##### Data rows #####
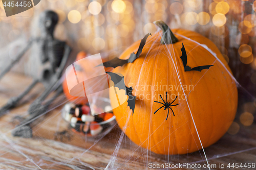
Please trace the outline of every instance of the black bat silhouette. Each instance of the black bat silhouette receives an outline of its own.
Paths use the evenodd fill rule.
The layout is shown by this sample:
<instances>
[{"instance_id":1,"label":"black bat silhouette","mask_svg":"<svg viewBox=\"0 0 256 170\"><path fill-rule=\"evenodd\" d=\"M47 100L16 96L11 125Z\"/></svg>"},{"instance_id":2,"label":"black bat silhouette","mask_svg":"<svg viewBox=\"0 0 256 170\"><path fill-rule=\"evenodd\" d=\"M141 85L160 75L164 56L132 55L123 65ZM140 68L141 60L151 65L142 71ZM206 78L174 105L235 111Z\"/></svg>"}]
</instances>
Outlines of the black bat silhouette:
<instances>
[{"instance_id":1,"label":"black bat silhouette","mask_svg":"<svg viewBox=\"0 0 256 170\"><path fill-rule=\"evenodd\" d=\"M132 63L134 60L139 58L140 54L141 54L144 45L145 45L145 44L146 43L146 39L150 36L150 35L152 35L151 33L148 33L146 34L143 39L141 39L140 46L139 46L139 48L137 51L137 53L136 54L134 53L132 53L128 59L122 60L116 57L111 60L103 63L103 65L106 67L112 67L116 68L116 67L119 66L122 66L126 63Z\"/></svg>"},{"instance_id":2,"label":"black bat silhouette","mask_svg":"<svg viewBox=\"0 0 256 170\"><path fill-rule=\"evenodd\" d=\"M136 96L133 96L132 94L133 88L132 87L128 87L124 84L124 77L120 76L118 74L112 72L106 72L111 78L112 81L115 84L115 86L118 87L119 89L124 89L126 90L126 94L128 95L127 106L130 107L130 109L133 110L133 115L134 112L134 108L135 108L135 102L136 99ZM125 89L123 89L123 87L125 86Z\"/></svg>"},{"instance_id":3,"label":"black bat silhouette","mask_svg":"<svg viewBox=\"0 0 256 170\"><path fill-rule=\"evenodd\" d=\"M182 52L182 55L181 57L180 57L180 58L181 59L181 60L182 60L182 62L183 63L184 69L185 69L185 71L201 71L204 69L209 69L210 67L214 66L213 65L202 65L191 68L190 67L189 67L188 65L187 65L187 53L186 53L186 50L185 50L185 47L184 47L183 43L182 43L182 47L180 48L180 50L181 50L181 52Z\"/></svg>"}]
</instances>

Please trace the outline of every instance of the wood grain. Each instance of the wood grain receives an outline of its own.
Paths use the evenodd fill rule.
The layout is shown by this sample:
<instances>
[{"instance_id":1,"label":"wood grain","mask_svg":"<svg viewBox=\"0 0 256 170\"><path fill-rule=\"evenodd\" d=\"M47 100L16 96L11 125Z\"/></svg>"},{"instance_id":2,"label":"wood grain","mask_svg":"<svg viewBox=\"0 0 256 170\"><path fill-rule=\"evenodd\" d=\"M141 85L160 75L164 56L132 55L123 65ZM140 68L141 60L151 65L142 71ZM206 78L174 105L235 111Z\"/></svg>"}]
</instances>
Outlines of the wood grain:
<instances>
[{"instance_id":1,"label":"wood grain","mask_svg":"<svg viewBox=\"0 0 256 170\"><path fill-rule=\"evenodd\" d=\"M17 95L31 82L31 79L20 75L7 75L0 81L0 105L4 105L10 97ZM64 138L60 141L59 136L56 137L56 133L69 130L69 125L60 115L63 105L32 124L32 138L12 137L11 132L15 126L12 119L16 115L26 116L29 104L43 88L42 85L37 85L23 100L20 106L1 117L0 169L104 169L110 162L110 165L113 165L113 167L108 166L109 169L150 169L147 167L150 162L206 163L202 151L184 155L160 155L138 147L125 135L120 141L122 132L117 125L100 139L87 138L69 130L72 135L70 140ZM60 96L51 107L63 102L66 102L64 96ZM209 163L217 166L211 169L223 169L218 167L220 163L256 163L255 128L255 124L248 127L241 126L238 134L226 134L216 143L205 148ZM121 144L116 153L119 141Z\"/></svg>"}]
</instances>

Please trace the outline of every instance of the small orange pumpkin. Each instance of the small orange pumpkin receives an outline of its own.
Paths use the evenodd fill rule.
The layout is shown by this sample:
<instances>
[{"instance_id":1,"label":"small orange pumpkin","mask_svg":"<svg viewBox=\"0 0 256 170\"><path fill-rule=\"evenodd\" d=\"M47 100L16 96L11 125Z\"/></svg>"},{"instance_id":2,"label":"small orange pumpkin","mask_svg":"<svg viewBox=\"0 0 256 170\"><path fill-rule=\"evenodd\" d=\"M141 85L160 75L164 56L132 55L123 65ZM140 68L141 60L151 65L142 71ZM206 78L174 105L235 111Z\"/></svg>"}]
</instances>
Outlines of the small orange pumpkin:
<instances>
[{"instance_id":1,"label":"small orange pumpkin","mask_svg":"<svg viewBox=\"0 0 256 170\"><path fill-rule=\"evenodd\" d=\"M87 56L87 54L84 52L79 52L77 55L76 56L76 61L79 60ZM81 66L82 67L82 66ZM76 72L77 74L82 74L82 72L79 72L78 71ZM63 87L63 91L64 94L65 94L67 99L68 99L70 101L73 101L75 103L80 104L82 105L84 105L88 102L87 98L86 97L76 97L71 95L69 93L69 88L68 88L68 84L67 83L67 78L69 78L69 77L71 76L71 75L66 75L65 79L63 81L62 83L62 87ZM77 91L77 93L80 93L80 91Z\"/></svg>"},{"instance_id":2,"label":"small orange pumpkin","mask_svg":"<svg viewBox=\"0 0 256 170\"><path fill-rule=\"evenodd\" d=\"M199 137L203 147L208 147L231 124L238 104L236 82L226 61L210 40L182 29L173 30L176 38L164 22L156 23L162 31L149 37L139 57L113 71L124 76L125 84L133 88L132 94L137 96L133 115L127 102L114 109L114 114L121 129L139 146L160 154L195 152L202 149ZM140 42L135 42L119 58L128 59ZM185 72L180 58L182 43L188 65L214 66L201 72ZM175 116L170 110L165 120L167 109L154 113L162 106L154 101L162 102L160 94L165 100L166 91L167 101L178 96L174 104L179 105L172 107ZM118 93L127 98L123 92ZM110 96L111 100L114 97ZM111 102L114 104L114 100Z\"/></svg>"}]
</instances>

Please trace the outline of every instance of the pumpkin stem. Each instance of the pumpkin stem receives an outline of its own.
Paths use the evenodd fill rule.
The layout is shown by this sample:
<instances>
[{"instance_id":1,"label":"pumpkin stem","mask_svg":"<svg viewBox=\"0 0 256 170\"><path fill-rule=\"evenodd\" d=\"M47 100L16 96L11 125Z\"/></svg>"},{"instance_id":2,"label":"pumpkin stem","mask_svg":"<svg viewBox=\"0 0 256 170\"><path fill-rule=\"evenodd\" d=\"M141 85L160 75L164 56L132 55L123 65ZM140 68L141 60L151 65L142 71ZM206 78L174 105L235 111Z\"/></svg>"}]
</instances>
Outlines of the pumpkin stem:
<instances>
[{"instance_id":1,"label":"pumpkin stem","mask_svg":"<svg viewBox=\"0 0 256 170\"><path fill-rule=\"evenodd\" d=\"M164 21L159 20L154 22L154 23L158 26L163 31L163 36L161 39L162 44L174 44L178 41L178 38L175 37L169 27Z\"/></svg>"}]
</instances>

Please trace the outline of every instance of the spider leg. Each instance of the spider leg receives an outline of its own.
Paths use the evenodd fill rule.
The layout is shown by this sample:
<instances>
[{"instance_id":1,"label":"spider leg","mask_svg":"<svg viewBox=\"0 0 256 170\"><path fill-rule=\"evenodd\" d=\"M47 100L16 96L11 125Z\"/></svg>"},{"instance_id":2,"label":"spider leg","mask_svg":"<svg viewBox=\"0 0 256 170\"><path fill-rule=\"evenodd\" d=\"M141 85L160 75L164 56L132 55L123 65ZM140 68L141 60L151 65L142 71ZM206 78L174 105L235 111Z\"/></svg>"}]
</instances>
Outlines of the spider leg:
<instances>
[{"instance_id":1,"label":"spider leg","mask_svg":"<svg viewBox=\"0 0 256 170\"><path fill-rule=\"evenodd\" d=\"M166 119L165 119L165 120L167 120L167 119L168 118L168 116L169 115L169 108L167 107L167 109L168 109L168 113L167 114L167 117L166 117Z\"/></svg>"},{"instance_id":2,"label":"spider leg","mask_svg":"<svg viewBox=\"0 0 256 170\"><path fill-rule=\"evenodd\" d=\"M163 104L163 103L162 103L161 102L157 102L157 101L154 101L154 102L159 103L162 104L163 105L164 105L164 104Z\"/></svg>"},{"instance_id":3,"label":"spider leg","mask_svg":"<svg viewBox=\"0 0 256 170\"><path fill-rule=\"evenodd\" d=\"M165 92L165 103L167 102L167 91Z\"/></svg>"},{"instance_id":4,"label":"spider leg","mask_svg":"<svg viewBox=\"0 0 256 170\"><path fill-rule=\"evenodd\" d=\"M163 100L163 103L165 103L165 102L164 102L164 101L163 100L163 98L162 98L162 95L161 95L161 94L160 95L161 99L162 99L162 100Z\"/></svg>"},{"instance_id":5,"label":"spider leg","mask_svg":"<svg viewBox=\"0 0 256 170\"><path fill-rule=\"evenodd\" d=\"M172 111L173 111L173 113L174 114L174 116L175 116L175 115L174 115L174 111L173 110L173 109L170 107L169 108L170 109L170 110L172 110Z\"/></svg>"},{"instance_id":6,"label":"spider leg","mask_svg":"<svg viewBox=\"0 0 256 170\"><path fill-rule=\"evenodd\" d=\"M173 101L173 102L172 102L172 103L170 103L170 105L171 105L174 102L174 101L175 101L175 100L176 100L177 98L178 98L178 96L176 96L176 98L175 98L175 99L174 100L174 101Z\"/></svg>"},{"instance_id":7,"label":"spider leg","mask_svg":"<svg viewBox=\"0 0 256 170\"><path fill-rule=\"evenodd\" d=\"M156 111L155 112L154 112L154 114L156 114L156 113L160 109L161 109L161 108L162 108L163 107L164 107L164 106L163 106L162 107L161 107L160 108L159 108L157 110L157 111Z\"/></svg>"},{"instance_id":8,"label":"spider leg","mask_svg":"<svg viewBox=\"0 0 256 170\"><path fill-rule=\"evenodd\" d=\"M179 105L179 104L176 104L176 105L170 105L170 106L177 106L177 105Z\"/></svg>"}]
</instances>

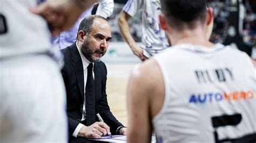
#####
**Task to complete:**
Find every line of the items that contains the word "trace", and copy each of those lines.

**Output for this exercise:**
Please trace the outline of every instance of the black bat silhouette. Each instance of the black bat silhouette receives an outline of its own.
Please trace the outline of every instance of the wood grain. Each instance of the wood grain receives an outline of its own.
Please trace the outline of every instance of the small orange pumpkin. Each instance of the small orange pumpkin receives an outline of its own.
Please trace the outline of every instance of the pumpkin stem. Each instance of the pumpkin stem receives an outline of its own.
Please trace the outline of every instance of the spider leg. Each instance of the spider leg receives an outline of its own.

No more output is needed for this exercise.